* **Text**
------------------------------------------------
Dang MH, you need a new ward, seriously!! That’s what you get in Happy Valley I guess. So sorry to hear of the nonsense you endure. If I were in your shoes I probably wouldn’t even go to church anymore (or at least go to a different ward).
Re Arnster
No offense, but this sounds so Mormon-ey I have to bring it up. Powerful spiritual experiences come from ALL KINDS of different things, many of which center around EXPERIENCING the divine through a kind of hero journey (consider the Orthodox ceremony, or the endowment). In any case, speculation very well COULD provide many with powerful spiritual experiences as they may be opened up to new ways of looking at things. To me, hearing the same thing over and over again (be obedient, be obedient, be a member missionary, be obedient…) does absolutely NOTHING for me spiritually.
I’m in line with Stephen on this point that some are paining correlation was a pretty broad brush. Correlation seems to be an attempt to insure the WW church is singing from the same doctrinal song sheet. To me, anything else is in fact something else. A local leader or members paranoid actions are not a part of correlation.
------------------------------------------------
* **Dataset entries**
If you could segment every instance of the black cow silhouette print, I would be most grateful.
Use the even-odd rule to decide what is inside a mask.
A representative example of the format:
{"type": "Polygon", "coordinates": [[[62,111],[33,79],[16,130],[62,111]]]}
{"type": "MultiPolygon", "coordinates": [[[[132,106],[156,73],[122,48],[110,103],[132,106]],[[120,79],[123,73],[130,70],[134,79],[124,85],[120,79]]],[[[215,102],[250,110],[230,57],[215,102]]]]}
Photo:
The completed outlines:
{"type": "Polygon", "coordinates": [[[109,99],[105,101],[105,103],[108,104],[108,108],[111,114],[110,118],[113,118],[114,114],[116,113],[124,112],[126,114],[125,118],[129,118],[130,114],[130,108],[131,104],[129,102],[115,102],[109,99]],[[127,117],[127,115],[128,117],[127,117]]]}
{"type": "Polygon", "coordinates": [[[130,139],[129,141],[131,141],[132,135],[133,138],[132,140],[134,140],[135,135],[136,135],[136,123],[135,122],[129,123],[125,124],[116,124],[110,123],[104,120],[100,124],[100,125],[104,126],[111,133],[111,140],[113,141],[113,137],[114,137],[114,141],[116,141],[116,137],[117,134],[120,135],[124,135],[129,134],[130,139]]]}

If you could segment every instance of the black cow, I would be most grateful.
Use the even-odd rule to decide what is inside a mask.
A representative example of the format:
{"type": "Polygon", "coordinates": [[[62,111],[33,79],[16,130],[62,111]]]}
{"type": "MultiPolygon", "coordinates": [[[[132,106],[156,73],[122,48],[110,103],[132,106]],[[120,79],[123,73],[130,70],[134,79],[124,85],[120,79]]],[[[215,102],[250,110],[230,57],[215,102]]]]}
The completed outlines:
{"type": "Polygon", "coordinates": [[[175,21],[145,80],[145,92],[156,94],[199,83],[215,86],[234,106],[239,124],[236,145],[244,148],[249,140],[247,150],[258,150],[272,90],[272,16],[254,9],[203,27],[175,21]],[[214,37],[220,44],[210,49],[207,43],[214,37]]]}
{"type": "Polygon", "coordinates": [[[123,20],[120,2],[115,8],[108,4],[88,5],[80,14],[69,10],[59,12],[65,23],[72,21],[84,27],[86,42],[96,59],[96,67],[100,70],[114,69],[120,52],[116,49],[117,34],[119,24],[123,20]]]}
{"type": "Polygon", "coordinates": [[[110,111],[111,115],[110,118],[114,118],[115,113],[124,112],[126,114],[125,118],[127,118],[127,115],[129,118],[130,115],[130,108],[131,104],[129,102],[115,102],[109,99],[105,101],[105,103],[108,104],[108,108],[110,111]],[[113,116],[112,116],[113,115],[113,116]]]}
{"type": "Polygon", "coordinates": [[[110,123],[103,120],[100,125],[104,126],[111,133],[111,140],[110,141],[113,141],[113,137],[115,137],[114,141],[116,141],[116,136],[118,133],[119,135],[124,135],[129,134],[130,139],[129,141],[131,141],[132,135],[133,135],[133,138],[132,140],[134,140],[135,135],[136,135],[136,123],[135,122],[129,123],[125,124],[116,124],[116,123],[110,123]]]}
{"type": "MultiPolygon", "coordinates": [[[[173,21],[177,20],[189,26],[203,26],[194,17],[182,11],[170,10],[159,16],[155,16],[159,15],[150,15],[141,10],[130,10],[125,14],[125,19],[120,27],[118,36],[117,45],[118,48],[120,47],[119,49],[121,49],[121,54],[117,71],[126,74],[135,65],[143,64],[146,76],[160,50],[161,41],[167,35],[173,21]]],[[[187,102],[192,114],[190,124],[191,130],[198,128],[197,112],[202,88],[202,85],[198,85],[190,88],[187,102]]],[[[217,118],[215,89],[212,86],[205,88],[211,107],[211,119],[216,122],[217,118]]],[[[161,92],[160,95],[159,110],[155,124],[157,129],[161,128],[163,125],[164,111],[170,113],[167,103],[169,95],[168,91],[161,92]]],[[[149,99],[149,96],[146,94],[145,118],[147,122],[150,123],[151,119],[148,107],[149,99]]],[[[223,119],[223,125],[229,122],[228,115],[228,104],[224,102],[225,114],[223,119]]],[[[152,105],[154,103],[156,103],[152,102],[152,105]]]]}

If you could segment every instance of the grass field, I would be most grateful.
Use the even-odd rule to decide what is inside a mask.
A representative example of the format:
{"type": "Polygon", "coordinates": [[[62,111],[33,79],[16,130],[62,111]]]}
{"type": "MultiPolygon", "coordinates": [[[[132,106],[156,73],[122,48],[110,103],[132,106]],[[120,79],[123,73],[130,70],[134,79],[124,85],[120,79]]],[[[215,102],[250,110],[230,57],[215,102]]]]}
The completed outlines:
------------------------------------------------
* **Tasks to complete**
A - From the comment thread above, retype the passage starting at "Dang MH, you" and ending at "a different ward).".
B - Decide whether each statement agrees with the comment thread, answering yes or no and quoting the words that settle it: (i) one commenter says hearing the same messages repeatedly does nothing for them spiritually; (ii) a local leader's paranoid actions are described as part of correlation; (iii) the first comment suggests going to a different ward.
C - According to the comment thread, what does correlation seem to be an attempt to do?

* **Replies**
A -
Dang MH, you need a new ward, seriously!! That’s what you get in Happy Valley I guess. So sorry to hear of the nonsense you endure. If I were in your shoes I probably wouldn’t even go to church anymore (or at least go to a different ward).

B -
(i) Yes: "does absolutely NOTHING for me spiritually"
(ii) No: "A local leader or members paranoid actions are not a part of correlation."
(iii) Yes: "(or at least go to a different ward)"

C - To insure the WW church is singing from the same doctrinal song sheet.